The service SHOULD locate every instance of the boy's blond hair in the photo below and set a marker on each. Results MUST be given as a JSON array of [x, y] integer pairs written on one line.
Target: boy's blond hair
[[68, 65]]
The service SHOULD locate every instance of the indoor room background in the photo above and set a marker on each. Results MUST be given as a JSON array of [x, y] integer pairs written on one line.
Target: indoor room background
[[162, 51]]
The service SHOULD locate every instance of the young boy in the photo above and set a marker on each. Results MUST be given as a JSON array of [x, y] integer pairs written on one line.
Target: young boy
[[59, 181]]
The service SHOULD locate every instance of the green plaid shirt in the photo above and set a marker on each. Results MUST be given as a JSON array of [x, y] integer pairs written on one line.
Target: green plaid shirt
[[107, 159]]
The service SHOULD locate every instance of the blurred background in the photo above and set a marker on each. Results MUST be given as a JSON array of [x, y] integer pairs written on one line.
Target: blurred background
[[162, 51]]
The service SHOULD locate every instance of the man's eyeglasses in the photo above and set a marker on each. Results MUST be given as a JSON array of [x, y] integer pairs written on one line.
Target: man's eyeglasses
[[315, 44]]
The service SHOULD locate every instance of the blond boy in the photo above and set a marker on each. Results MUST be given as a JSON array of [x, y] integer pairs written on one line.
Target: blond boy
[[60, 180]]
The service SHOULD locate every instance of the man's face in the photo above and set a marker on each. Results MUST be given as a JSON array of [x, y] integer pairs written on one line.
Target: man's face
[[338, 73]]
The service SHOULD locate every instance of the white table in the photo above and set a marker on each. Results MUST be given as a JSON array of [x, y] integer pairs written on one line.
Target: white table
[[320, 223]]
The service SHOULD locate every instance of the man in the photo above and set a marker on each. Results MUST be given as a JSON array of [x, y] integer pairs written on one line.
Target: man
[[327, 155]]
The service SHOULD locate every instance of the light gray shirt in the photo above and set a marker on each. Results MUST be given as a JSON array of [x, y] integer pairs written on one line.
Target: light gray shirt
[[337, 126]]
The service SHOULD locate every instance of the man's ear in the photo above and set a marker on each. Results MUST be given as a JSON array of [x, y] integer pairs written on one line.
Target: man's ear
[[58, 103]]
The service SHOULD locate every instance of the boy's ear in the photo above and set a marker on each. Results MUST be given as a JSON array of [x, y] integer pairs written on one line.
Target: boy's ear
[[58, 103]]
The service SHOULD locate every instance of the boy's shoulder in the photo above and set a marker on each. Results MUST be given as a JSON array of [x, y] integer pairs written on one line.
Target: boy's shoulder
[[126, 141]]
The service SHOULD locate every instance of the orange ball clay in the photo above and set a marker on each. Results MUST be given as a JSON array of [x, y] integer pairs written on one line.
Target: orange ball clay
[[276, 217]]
- - -
> _EXERCISE_
Shift the answers by adding 34 to every x and y coordinate. Then rewrite the records with their requests from the start through the line containing "[[107, 159]]", inclusive.

> _TASK OUTPUT_
The service SHOULD locate every instance of the boy's blond hair in the photo below and set a marker on each. Results MUST be given as a JSON array of [x, y] integer pairs written on one line.
Target: boy's blond hair
[[102, 99]]
The service SHOULD locate every instance of the indoor room background in the photo above and set a marker on each. Results MUST be given as a JSON array of [x, y] integer pairs written on one line.
Target: indoor room background
[[196, 85]]
The service SHOULD locate every instance of the young boy in the photo above and set a marker on each. Results MUST be given as a JSON array of [x, y] integer pairs written on one line.
Target: young boy
[[93, 215]]
The service SHOULD locate every instance of the green plaid shirt in the photo above and set a marker on each. Results MUST be given as a JSON array of [x, y] integer pairs written on one line.
Target: green plaid shirt
[[141, 193]]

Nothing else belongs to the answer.